Tujuan 1 ▸
Dalam teks tentang Kant, pengetahuan apriori disebut sebagai keputusan apa?
Tujuan 2 ▸
Ulangi persis bagian teks tentang Kant, yaitu rentang dari "Pengetahuan adalah tidak" sampai "strukturnya kedata-data inderawi.".

Kant merupanya menggabungkan empirisme dan rasioaliosme dengan mencari sintesis antara keduanya. Dalam pandangan Kant, manusia tidak dapat mengetahui dunia hanya dengan nalar dan observasi. Kemampuan manusia terbatas dalam memahami hakekat dunia, tetapi tidak berarti dunia tidak dapat dipahami oleh manusia. Pengakuan keterbatasan ini dikemukakan Kant lewat teori kritiknya, yaitu; usaha-usaha untuk meninjau batas-batas pengetahuan manusia lewat realitas. Menurutnya realitas memiliki hal empirik dan transendental. Sesuatu yang transendental adalah sesuatu yang pasti kebenarannya, sehingga ia bersifat laten dan harus diterima tanpa ada kritikan. Oleh karena itu ia berada diluar tapal batas pengetahuan manusia, yang oleh Khan disebut noumena. Akan tetapi yang transendental itu memililki refleksi empirik, yaitu apa yang nampak sebagai citra dari noumena dan dapat diketahui manusia sebagai fenomena.
Pengetahuan adalah tidak lebih dari sebentuk keputusan yang terdiri dari pengetahuan apriori dan pengetahuan apestriori. Pengetahuan apriori terlepas dari pengalaman yang disebut sebagai keputusan analitik. Pengetahuan apestriori bersumber dari indera yang menghasilkan keputusan sintesis. Menurut Khan, pengetahuan analitik tidak memajukan ilmu pengetahuan karena penemuan-penemuan baru tidak dapat menemuikan jalan untuk berhubungan untuk berhuungan dengan dunia materi. Sebaliknya pengetahuan sintetis melalui indera tidak mempunyai validitas ilmiah karena indera hanya berhubungan dengan sesuatu yang tunggal dan terpisah. Oleh karena itu Khan mencoba meakukan terbosan baru yaitu adanya pernyataan sintetik yang bersifat opriori. Teori mengatakan bahwa benak manusia tidak hanya bersifat fassif menerima data-data inderawi, tetapi justru aktif, memaksakan strukturnya kedata-data inderawi.

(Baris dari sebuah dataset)

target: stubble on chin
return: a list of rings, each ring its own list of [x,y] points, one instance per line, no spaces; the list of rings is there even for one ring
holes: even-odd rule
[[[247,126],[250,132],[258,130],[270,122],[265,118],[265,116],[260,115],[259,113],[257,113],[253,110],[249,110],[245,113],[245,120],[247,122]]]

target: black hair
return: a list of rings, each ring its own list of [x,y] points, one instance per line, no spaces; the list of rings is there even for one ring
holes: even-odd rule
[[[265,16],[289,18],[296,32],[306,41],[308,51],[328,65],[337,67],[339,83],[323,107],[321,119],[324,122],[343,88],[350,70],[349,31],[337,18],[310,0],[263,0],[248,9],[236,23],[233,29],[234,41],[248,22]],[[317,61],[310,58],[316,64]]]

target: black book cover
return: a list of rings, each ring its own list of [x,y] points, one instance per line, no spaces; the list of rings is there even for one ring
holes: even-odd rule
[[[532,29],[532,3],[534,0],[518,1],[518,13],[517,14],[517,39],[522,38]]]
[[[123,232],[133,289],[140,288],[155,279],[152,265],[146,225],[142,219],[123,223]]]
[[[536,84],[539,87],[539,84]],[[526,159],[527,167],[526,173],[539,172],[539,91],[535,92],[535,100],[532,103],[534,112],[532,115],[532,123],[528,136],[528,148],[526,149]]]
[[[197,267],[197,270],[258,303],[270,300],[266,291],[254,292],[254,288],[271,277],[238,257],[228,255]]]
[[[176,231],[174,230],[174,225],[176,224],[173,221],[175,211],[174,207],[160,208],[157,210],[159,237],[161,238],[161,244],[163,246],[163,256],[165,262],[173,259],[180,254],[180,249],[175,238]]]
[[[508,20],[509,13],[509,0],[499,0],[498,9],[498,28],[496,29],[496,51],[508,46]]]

Jawaban Tugas 1 ▸
Keputusan analitik.

Jawaban Tugas 2 ▸
Pengetahuan adalah tidak lebih dari sebentuk keputusan yang terdiri dari pengetahuan apriori dan pengetahuan apestriori. Pengetahuan apriori terlepas dari pengalaman yang disebut sebagai keputusan analitik. Pengetahuan apestriori bersumber dari indera yang menghasilkan keputusan sintesis. Menurut Khan, pengetahuan analitik tidak memajukan ilmu pengetahuan karena penemuan-penemuan baru tidak dapat menemuikan jalan untuk berhubungan untuk berhuungan dengan dunia materi. Sebaliknya pengetahuan sintetis melalui indera tidak mempunyai validitas ilmiah karena indera hanya berhubungan dengan sesuatu yang tunggal dan terpisah. Oleh karena itu Khan mencoba meakukan terbosan baru yaitu adanya pernyataan sintetik yang bersifat opriori. Teori mengatakan bahwa benak manusia tidak hanya bersifat fassif menerima data-data inderawi, tetapi justru aktif, memaksakan strukturnya kedata-data inderawi.